» BRIEF:
Copy all of the data below word for word, keeping every line in its original order.

□ □ □ □ □ □ □

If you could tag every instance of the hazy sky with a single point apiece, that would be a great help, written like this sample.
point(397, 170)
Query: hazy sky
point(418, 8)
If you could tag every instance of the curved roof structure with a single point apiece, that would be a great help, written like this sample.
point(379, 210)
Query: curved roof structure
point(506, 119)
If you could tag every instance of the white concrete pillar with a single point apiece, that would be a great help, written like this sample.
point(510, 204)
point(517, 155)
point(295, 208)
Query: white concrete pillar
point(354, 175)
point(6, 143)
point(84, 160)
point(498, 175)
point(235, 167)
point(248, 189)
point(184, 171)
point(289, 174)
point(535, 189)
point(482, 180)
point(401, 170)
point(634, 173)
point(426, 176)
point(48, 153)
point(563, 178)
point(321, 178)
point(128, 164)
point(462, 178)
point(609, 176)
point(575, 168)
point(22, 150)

□ □ □ □ □ □ □

» RESULT OF THE TASK:
If you could tag every instance of the hazy sky with a single point apiece, that would be a great help, written like this sample.
point(397, 170)
Query: hazy sky
point(418, 8)
If you could tag every instance of the curved roof structure with a single point apiece, that would be a great help, written like this sample.
point(379, 210)
Query: curved roof structure
point(506, 119)
If you could tag every instance of the white concrete pillar with a single point apiece, that would be a great help, written like this sample.
point(510, 204)
point(517, 155)
point(295, 208)
Query: white concrete pillar
point(354, 175)
point(6, 143)
point(84, 160)
point(498, 175)
point(235, 167)
point(248, 189)
point(184, 171)
point(289, 174)
point(535, 189)
point(482, 180)
point(401, 170)
point(634, 173)
point(426, 176)
point(48, 153)
point(563, 178)
point(321, 178)
point(128, 164)
point(462, 178)
point(609, 176)
point(575, 168)
point(22, 150)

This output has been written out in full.